[SOURCE PASSAGE]:

Under oaken archways past Descanso’s glorious gardens and palatial homes; how I covet the circular driveway not for its measure of wealth so much as its convenience. On these winding, hilly back roads a cyclist must be wary of the unexpected round each bend.

Limbs ache and breath grows short in a last push up and over the crest, reminding me of my limitations, my age and our struggle in a world that resists yet rewards your efforts. Several miles of easy, down-sloping canyon follow, a fixture in the background of my youth. Fear the speed, the painful and pleasant memories, and over-wearing of brakes.

My high school was large back then. Now it seems the size of a rural Midwest private college. Did I shrink? Down one lane and another I pass my grandparents’ home on Maple Drive. Happiness. We should all have a Maple Drive to return to.

Past the graveyards where they now rest.

To the river that will lead me back. So much change here, too. Blighted parcels have been cleared to make way for a sunny nook of a park. It’s not yet open, but looks inviting. The homeless man who slept in the shrubs before the bulldozers came is still there, reading his books, enjoying his own extreme home makeover.

[DATA SEGMENT]:
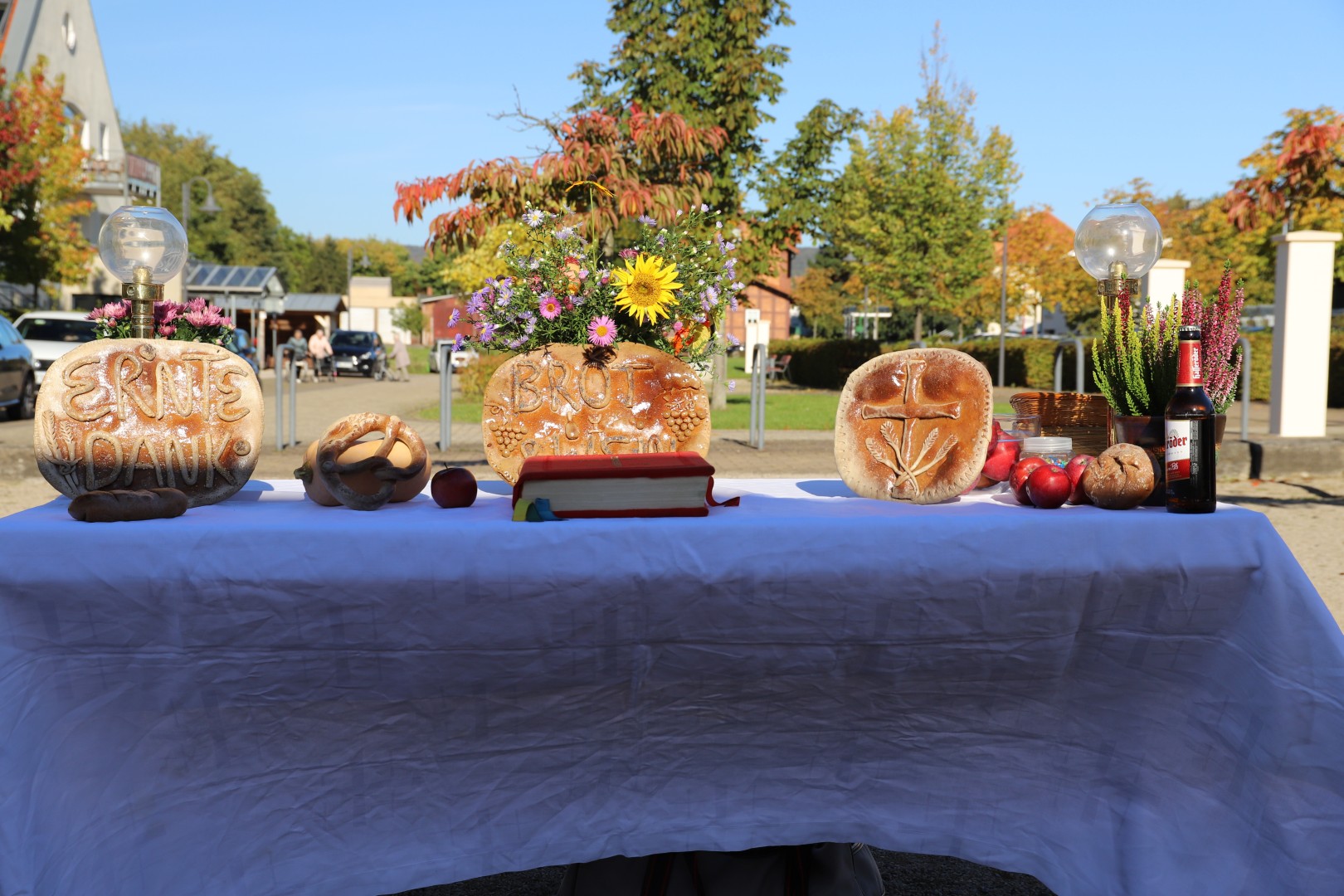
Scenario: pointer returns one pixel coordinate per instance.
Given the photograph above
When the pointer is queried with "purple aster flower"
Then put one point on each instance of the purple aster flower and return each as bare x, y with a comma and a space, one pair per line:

[WHAT TO DO]:
1 – In the cycling passage, condense the paragraph beginning "My high school was large back then" into one or two shorter sentences that keep its main facts.
2 – Answer these questions from the cycling passage, one line each:
(a) What kind of archways does the ride pass under near Descanso's gardens?
(b) On what street is the grandparents' home?
(c) What was cleared to make way for the new park by the river?

[EXERCISE SOLUTIONS]:
1 – My once-large high school now seems the size of a rural Midwest private college. Passing my grandparents' home on Maple Drive brings happiness, and everyone should have a Maple Drive to return to.

2 –
(a) Oaken archways
(b) Maple Drive
(c) Blighted parcels